• WHAT YOU HAVE TO DO:
Please copy the lines below word for word, leaving out the pictures.

• SUPPLIED MATERIAL:

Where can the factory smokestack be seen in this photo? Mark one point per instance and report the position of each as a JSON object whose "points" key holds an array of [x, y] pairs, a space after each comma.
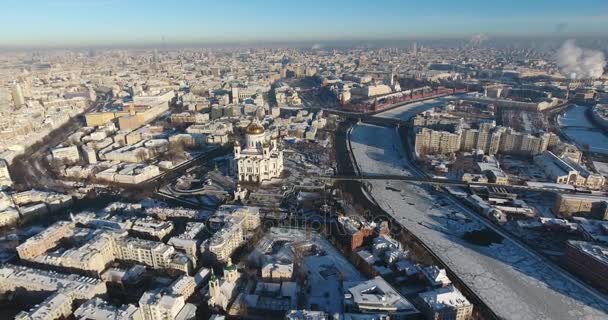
{"points": [[579, 63]]}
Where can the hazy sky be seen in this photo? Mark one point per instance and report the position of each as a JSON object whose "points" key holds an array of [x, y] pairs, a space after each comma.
{"points": [[105, 22]]}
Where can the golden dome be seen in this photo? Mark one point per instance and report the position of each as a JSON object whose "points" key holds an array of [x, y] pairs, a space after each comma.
{"points": [[254, 128]]}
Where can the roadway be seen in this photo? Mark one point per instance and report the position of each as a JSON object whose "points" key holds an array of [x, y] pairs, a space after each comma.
{"points": [[512, 280], [32, 170], [447, 182]]}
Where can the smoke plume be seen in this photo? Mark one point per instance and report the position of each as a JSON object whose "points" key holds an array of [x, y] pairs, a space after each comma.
{"points": [[580, 63]]}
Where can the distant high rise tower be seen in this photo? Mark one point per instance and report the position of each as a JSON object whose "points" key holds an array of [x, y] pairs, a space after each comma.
{"points": [[155, 55], [17, 94]]}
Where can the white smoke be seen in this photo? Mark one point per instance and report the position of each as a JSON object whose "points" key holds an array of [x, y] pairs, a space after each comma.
{"points": [[580, 63]]}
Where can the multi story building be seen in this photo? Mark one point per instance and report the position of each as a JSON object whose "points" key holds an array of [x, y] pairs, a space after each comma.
{"points": [[445, 304], [152, 227], [563, 171], [93, 256], [237, 221], [79, 288], [151, 253], [260, 158], [56, 306], [568, 204], [376, 296], [161, 305], [98, 309], [40, 243], [433, 141], [223, 291], [188, 241]]}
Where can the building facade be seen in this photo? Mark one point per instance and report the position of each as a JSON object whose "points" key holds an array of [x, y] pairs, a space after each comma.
{"points": [[260, 158]]}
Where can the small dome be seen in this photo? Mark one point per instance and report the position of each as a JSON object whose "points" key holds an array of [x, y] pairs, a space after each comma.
{"points": [[254, 128]]}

• RESPONSE:
Where can the factory smokestack be seen in this photo? Mark one point per instance and report the position of each as a JSON object whose "points" key holds an array of [x, y] pairs, a space after each comma.
{"points": [[579, 63]]}
Where can the hazy sky be seen in this photo? Mark one point per instance and report the position of each as a JSON object whose "points" key holds an array of [x, y] pairs, a space after each comma.
{"points": [[105, 22]]}
Where can the golden dome be seen in this photo? Mark one point per instance and report the position of each as a JSON object whose "points" key holds an array of [x, y] pairs, a space after each comma.
{"points": [[254, 128]]}
Where can the roadway be seen in this photo? Mark one point per instance and report the position of each as a JSON object whose "points" key holds an array of [x, y] pairs, a space after each comma.
{"points": [[512, 280], [32, 170], [447, 182]]}
Where can the smoke plume be seen in this photo? Mark one point per instance and report the position of each as a JSON object whose "points" key holds an array of [x, y] pairs, a space after each comma.
{"points": [[580, 63]]}
Where can the distant high rise tower be seen in this photo? Mark one point per instance and report the position of each as a JSON object whose "points" key holds an array of [x, y] pairs, a space after each comma.
{"points": [[155, 55], [17, 94]]}
Where can the white smoke be seen in this photo? Mark one point per instance and report the position of each as a JSON object whose "points" key holds an array of [x, y] pairs, a space after each comma.
{"points": [[580, 63]]}
Where can the multi story building be seen in this photo? Mark one point per instance and report the position of each as a JSON object whose "points" key holds an array of [x, y] pairs, a space after each comma.
{"points": [[445, 304], [152, 227], [563, 171], [93, 256], [237, 221], [79, 288], [151, 253], [260, 158], [56, 306], [568, 204], [376, 296], [161, 305], [98, 309], [40, 243], [433, 141], [223, 291], [188, 241]]}
Where can the building facade be seen in this photo? Mark one point per instance and report the position of each as a JSON object whose "points" key holds an array of [x, y] pairs, a space after each comma.
{"points": [[260, 158]]}
Where can the small dome be seen in this photo? Mark one point per instance and report the position of each as a JSON object whose "points" key holds an array of [x, y] pairs, a space after each comma.
{"points": [[254, 128]]}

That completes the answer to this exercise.